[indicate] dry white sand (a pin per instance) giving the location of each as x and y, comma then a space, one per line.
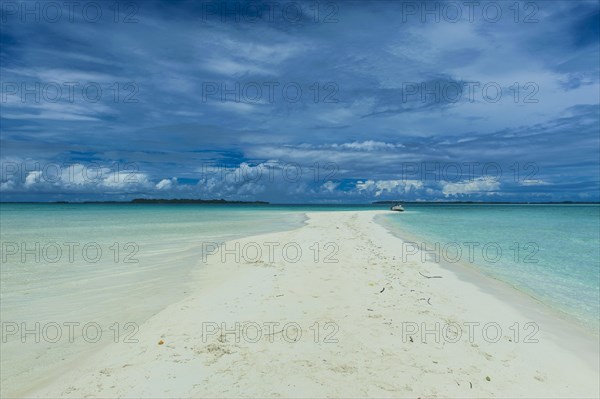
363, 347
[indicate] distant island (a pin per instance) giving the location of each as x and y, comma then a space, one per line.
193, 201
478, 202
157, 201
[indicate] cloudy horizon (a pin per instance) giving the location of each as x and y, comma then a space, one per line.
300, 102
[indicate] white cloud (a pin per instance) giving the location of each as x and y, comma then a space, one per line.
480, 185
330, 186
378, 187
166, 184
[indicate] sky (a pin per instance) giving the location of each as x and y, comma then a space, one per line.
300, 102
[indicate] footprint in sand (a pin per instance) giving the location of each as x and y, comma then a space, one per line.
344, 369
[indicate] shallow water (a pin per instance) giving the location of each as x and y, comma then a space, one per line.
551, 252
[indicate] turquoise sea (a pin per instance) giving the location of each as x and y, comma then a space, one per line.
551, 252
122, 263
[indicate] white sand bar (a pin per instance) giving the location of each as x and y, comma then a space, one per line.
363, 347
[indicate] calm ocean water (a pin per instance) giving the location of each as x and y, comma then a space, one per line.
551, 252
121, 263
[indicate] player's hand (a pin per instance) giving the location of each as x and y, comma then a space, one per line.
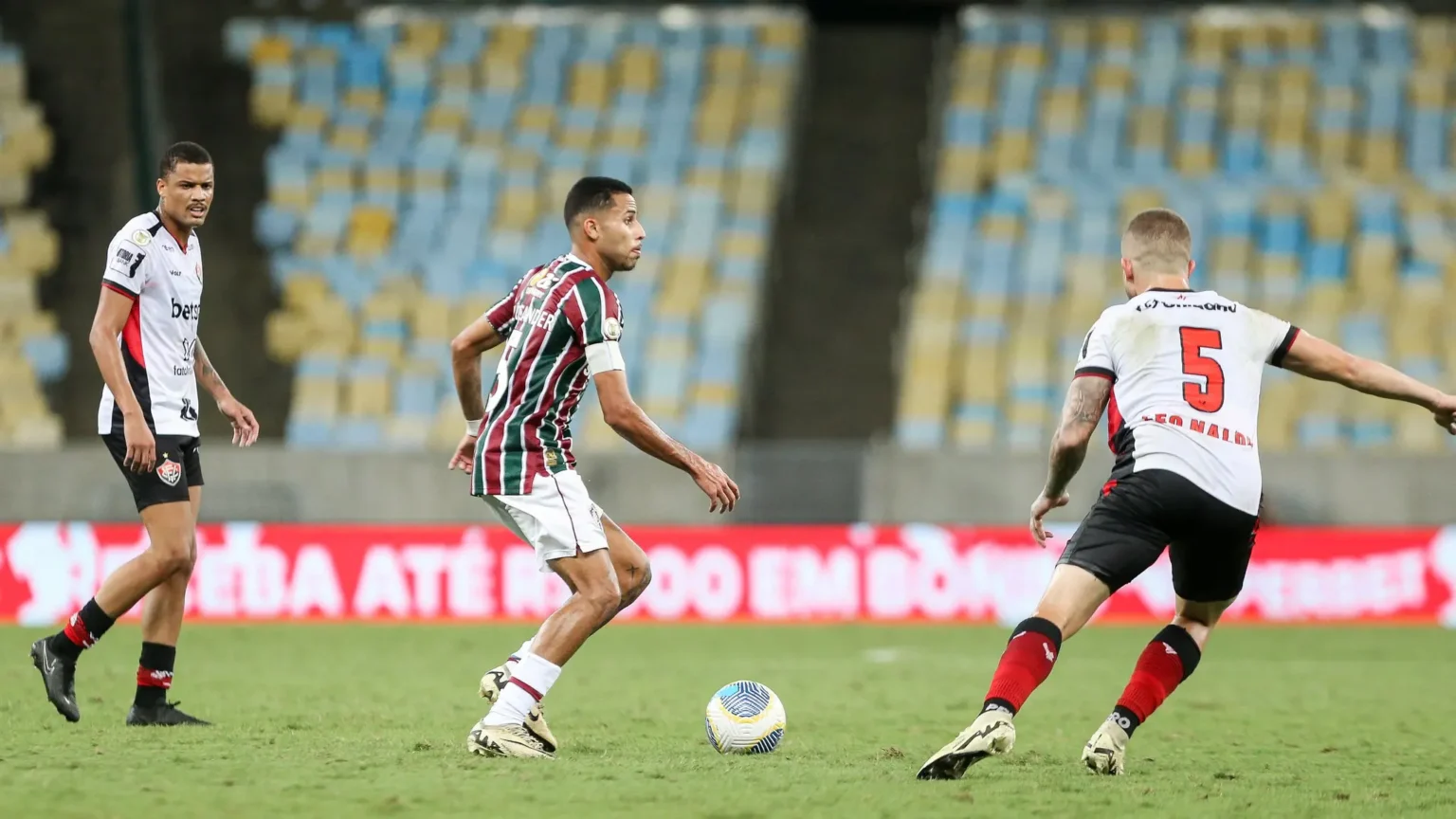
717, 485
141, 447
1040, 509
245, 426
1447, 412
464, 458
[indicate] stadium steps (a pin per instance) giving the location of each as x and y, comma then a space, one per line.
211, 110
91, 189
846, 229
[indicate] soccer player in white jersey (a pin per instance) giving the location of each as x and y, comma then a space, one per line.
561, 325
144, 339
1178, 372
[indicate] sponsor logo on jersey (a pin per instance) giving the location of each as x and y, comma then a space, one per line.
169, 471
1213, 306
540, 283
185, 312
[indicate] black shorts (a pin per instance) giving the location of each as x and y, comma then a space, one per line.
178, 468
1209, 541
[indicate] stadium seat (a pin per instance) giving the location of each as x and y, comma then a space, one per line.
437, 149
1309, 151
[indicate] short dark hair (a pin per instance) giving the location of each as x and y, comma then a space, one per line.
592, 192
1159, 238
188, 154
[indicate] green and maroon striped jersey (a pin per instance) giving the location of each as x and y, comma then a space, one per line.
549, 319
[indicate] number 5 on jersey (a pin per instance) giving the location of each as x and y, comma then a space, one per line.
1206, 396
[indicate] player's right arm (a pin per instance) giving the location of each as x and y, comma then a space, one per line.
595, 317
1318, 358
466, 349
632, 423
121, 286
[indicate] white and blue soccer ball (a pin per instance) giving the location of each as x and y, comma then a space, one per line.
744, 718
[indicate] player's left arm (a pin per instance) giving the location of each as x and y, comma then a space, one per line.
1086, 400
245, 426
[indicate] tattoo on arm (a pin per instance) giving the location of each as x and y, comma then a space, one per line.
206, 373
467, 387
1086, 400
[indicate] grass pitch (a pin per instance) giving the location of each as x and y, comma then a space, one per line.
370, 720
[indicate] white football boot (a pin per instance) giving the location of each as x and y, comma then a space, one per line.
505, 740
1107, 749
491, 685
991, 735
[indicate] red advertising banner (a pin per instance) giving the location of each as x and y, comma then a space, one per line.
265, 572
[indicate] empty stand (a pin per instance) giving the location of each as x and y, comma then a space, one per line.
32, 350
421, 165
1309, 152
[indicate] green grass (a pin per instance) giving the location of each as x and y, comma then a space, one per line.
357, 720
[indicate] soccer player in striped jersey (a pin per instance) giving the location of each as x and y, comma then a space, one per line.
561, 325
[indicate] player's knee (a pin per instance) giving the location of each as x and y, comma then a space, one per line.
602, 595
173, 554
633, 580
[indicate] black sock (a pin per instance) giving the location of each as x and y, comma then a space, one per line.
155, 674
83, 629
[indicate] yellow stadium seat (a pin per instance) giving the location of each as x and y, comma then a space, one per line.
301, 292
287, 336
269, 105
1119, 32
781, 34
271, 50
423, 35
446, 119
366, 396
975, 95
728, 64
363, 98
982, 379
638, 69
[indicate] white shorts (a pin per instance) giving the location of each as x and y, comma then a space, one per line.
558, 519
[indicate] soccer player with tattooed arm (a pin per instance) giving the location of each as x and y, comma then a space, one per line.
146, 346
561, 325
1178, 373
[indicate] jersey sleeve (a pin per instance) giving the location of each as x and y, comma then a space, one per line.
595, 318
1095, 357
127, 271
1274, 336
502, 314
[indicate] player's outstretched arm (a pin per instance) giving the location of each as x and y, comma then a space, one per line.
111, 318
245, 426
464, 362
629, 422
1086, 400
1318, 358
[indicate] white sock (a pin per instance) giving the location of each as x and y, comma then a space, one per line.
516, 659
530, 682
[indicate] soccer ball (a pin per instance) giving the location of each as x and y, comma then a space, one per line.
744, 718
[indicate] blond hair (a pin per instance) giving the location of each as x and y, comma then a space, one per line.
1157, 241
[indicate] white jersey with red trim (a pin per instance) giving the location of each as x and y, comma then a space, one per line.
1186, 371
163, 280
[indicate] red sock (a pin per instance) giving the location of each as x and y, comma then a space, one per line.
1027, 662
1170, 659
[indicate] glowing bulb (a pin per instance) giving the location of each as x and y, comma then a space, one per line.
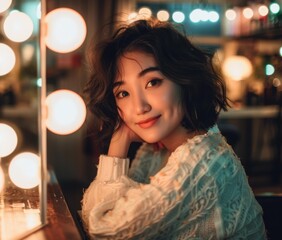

* * *

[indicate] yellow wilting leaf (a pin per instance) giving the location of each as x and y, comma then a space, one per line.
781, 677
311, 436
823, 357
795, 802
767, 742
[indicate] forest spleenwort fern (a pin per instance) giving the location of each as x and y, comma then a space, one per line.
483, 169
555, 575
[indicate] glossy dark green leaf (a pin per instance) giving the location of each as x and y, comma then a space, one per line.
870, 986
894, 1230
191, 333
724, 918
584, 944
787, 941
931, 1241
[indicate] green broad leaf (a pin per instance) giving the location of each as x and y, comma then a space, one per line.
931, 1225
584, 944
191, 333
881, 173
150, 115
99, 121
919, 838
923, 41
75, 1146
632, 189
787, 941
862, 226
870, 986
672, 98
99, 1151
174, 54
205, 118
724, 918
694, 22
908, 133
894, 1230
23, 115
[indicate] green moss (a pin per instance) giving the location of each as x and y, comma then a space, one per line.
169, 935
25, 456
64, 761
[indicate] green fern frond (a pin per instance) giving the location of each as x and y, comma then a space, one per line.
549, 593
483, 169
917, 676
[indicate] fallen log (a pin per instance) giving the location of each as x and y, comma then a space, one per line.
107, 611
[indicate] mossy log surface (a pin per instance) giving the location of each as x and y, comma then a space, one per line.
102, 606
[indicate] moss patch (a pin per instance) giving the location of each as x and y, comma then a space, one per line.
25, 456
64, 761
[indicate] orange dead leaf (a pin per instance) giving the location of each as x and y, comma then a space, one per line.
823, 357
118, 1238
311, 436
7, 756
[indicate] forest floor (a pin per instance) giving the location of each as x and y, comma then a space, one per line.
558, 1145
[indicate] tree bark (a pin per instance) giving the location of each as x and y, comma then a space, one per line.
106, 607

**Work task**
Would you copy, unchanged, the stretch of the records above that begins at the line containing "[indicate] player's outstretched" and ends at the line containing "[indicate] glowing bulb", and only that?

**Result**
[indicate] player's outstretched arm (a pin per instance) giving the location of each as x and y, comma then a space, one per line.
111, 318
245, 426
464, 362
629, 422
1086, 400
1318, 358
[indicate] white sock (a pin per instance) giving the location of each as x and y, comma then a space, one per line.
516, 659
530, 682
[indicate] soccer ball (a pin per instance) giving the location of each as x and y, comma then a space, one per line.
744, 718
[indicate] blond hair (a pin per instance) giving the location of each as x and y, comma then a space, one per line.
1157, 241
[indicate] white jersey with red trim (a pin per instance) giving the location of each as x and y, comma then a space, one per line.
1186, 371
163, 280
[indicate] red sock (a pin per instance) giving the location of each as x and y, comma then a space, one per line.
1027, 662
1170, 659
[indicate] glowing bulb (a pin per instance) giving the location of each as x and y, comma then a space, one per line.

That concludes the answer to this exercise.